Location labeling records:
++++++
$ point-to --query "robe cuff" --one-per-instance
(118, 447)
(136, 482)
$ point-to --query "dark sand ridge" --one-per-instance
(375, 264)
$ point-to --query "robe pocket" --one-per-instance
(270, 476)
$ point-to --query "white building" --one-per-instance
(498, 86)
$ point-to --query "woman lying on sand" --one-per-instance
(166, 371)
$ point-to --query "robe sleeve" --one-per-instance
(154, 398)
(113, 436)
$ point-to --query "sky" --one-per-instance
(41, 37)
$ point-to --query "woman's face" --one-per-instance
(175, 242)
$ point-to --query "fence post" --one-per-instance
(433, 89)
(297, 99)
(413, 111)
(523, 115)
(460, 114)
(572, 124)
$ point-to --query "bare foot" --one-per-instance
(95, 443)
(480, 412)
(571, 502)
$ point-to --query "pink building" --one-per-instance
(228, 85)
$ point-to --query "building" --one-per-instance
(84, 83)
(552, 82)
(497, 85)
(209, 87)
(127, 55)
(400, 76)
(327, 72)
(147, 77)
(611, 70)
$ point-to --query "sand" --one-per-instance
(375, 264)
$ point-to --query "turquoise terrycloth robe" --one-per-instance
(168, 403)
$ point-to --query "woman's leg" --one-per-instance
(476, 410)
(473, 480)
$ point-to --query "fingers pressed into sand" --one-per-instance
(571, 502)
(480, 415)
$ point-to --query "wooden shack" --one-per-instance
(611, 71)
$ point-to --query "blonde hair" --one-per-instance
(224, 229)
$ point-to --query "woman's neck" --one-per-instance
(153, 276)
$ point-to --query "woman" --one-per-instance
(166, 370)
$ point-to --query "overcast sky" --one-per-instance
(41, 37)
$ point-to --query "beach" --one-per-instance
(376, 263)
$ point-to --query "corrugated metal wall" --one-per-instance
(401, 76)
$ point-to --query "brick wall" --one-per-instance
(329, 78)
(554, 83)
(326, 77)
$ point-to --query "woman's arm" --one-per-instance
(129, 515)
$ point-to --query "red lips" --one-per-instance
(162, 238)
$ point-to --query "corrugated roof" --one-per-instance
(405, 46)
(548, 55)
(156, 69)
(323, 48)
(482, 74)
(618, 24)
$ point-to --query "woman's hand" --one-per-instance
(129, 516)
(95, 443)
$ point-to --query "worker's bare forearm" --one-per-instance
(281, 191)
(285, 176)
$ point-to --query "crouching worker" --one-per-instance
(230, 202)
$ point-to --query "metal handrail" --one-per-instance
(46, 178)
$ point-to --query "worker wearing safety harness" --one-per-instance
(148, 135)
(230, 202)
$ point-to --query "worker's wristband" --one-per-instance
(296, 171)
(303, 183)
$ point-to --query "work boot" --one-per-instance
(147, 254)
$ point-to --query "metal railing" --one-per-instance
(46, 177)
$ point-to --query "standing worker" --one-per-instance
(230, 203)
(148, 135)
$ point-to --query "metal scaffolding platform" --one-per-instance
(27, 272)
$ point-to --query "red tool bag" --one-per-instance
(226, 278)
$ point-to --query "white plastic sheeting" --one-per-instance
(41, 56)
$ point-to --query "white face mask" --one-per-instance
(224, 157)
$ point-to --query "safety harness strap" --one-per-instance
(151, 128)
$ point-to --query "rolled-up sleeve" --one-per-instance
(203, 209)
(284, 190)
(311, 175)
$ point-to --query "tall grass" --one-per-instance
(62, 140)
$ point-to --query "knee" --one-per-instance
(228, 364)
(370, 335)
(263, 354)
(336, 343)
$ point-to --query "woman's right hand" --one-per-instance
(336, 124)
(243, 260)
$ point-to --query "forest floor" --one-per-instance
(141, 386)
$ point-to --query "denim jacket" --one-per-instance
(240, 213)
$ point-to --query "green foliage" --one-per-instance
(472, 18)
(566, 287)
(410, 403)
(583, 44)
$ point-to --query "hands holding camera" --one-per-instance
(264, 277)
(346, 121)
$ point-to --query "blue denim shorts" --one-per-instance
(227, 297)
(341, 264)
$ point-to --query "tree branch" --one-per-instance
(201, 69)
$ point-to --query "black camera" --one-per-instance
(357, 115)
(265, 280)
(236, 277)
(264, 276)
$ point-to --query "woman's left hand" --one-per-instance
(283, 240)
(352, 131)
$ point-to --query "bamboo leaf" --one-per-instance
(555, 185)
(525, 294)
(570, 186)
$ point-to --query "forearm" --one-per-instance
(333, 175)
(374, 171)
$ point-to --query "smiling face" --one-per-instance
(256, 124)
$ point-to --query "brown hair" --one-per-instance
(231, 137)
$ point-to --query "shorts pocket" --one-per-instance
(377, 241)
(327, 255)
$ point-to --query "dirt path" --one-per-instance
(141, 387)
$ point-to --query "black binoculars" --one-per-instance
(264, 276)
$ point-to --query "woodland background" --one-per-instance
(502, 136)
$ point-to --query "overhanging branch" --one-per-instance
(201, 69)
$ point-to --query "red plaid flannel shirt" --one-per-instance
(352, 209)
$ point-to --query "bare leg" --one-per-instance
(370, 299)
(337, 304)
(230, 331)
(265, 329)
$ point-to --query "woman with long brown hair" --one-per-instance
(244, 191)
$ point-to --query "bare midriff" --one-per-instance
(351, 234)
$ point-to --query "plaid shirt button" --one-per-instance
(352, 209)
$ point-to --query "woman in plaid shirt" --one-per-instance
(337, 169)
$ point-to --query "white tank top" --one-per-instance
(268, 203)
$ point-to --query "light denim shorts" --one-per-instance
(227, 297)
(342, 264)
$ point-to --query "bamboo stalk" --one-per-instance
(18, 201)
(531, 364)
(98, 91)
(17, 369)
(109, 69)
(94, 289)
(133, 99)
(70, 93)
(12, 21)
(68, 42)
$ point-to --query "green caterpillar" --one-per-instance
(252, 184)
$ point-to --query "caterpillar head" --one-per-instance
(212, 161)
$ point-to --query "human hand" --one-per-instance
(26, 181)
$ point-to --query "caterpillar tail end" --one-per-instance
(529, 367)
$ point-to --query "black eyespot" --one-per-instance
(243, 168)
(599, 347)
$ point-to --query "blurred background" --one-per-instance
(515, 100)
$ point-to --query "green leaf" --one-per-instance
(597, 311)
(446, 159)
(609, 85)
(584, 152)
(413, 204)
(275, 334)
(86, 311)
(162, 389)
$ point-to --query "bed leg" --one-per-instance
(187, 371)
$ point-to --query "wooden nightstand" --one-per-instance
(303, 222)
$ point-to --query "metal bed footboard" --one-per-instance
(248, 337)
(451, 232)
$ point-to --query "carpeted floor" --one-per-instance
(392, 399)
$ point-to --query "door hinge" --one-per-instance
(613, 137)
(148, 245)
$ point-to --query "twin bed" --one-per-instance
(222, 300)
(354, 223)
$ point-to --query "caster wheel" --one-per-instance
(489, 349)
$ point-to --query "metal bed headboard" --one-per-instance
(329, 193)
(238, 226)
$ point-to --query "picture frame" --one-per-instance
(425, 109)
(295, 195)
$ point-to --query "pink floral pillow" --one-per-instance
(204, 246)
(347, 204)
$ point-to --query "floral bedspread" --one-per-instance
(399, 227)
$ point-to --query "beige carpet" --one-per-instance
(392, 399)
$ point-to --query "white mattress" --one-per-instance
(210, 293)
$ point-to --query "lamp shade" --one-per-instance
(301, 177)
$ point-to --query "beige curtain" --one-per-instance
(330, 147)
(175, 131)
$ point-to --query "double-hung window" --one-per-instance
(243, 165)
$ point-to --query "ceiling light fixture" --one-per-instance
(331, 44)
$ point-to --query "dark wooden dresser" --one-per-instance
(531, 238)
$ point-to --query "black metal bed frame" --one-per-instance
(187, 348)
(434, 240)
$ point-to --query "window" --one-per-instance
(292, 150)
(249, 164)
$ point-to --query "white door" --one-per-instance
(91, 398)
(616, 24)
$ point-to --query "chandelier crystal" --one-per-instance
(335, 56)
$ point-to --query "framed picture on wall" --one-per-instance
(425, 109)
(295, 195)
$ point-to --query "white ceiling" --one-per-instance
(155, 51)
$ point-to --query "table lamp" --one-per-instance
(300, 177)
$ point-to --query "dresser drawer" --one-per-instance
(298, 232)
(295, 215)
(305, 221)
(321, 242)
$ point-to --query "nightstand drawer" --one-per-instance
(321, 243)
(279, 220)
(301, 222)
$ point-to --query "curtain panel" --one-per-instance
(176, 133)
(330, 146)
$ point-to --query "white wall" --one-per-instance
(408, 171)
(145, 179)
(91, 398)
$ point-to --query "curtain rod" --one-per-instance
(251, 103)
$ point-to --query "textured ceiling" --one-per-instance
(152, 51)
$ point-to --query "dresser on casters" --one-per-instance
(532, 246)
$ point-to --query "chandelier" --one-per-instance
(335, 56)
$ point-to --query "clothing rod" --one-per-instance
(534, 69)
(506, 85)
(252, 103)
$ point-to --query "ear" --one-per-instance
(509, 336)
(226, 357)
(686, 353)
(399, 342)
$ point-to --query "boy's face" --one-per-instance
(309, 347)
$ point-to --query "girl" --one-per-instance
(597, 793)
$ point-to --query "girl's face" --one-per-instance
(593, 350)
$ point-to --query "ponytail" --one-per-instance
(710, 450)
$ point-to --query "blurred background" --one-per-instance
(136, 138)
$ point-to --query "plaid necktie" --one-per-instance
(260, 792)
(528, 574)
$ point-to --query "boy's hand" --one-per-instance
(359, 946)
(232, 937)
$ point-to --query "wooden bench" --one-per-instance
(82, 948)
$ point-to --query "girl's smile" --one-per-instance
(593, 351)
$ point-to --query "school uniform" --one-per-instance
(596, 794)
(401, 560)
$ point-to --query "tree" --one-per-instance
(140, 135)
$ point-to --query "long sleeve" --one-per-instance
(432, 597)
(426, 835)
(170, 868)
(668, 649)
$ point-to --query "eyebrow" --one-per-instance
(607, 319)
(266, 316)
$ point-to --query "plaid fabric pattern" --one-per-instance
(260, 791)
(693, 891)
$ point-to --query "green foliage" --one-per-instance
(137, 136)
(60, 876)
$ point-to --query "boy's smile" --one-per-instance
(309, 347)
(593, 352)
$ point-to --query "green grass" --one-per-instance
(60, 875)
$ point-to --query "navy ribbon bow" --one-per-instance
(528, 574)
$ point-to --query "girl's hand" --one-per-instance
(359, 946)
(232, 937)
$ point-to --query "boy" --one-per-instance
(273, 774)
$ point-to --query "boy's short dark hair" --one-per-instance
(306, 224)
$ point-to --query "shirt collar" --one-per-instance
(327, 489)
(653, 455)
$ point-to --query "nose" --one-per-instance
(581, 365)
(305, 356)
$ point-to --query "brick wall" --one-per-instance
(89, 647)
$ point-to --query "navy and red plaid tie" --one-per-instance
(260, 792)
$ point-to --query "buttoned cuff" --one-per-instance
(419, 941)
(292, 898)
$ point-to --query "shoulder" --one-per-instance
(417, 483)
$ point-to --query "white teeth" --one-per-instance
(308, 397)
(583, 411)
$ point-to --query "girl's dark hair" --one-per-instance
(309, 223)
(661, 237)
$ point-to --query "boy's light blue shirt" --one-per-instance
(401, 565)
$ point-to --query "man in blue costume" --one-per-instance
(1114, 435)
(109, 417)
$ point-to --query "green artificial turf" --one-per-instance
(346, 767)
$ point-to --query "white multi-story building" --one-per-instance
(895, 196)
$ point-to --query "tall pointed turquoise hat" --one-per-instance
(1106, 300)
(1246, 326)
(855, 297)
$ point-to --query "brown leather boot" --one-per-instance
++++++
▶ Aim of the exercise: Set out exactly the run of lines that begins at the line holding "and red plaid" and ends at the last line of the data.

▶ Correct answer:
$ point-to --query "navy and red plaid tie" --one-per-instance
(260, 792)
$ point-to --query "buttoned cuff" --one-per-instance
(419, 941)
(292, 898)
$ point-to --query "shoulder" --one-per-instance
(417, 483)
$ point-to --query "white teeth" --one-per-instance
(308, 397)
(583, 411)
$ point-to --query "girl's dark hair" --one-per-instance
(309, 223)
(661, 237)
$ point-to --query "boy's light blue shirt" --one-per-instance
(401, 565)
$ point-to --query "man in blue costume" --one-per-instance
(1114, 435)
(109, 417)
$ point-to --query "green artificial turf" --one-per-instance
(346, 767)
$ point-to --query "white multi-story building" --one-per-instance
(895, 196)
$ point-to --query "tall pointed turquoise hat" --one-per-instance
(1106, 300)
(1246, 326)
(855, 297)
$ point-to --query "brown leather boot" --one-per-instance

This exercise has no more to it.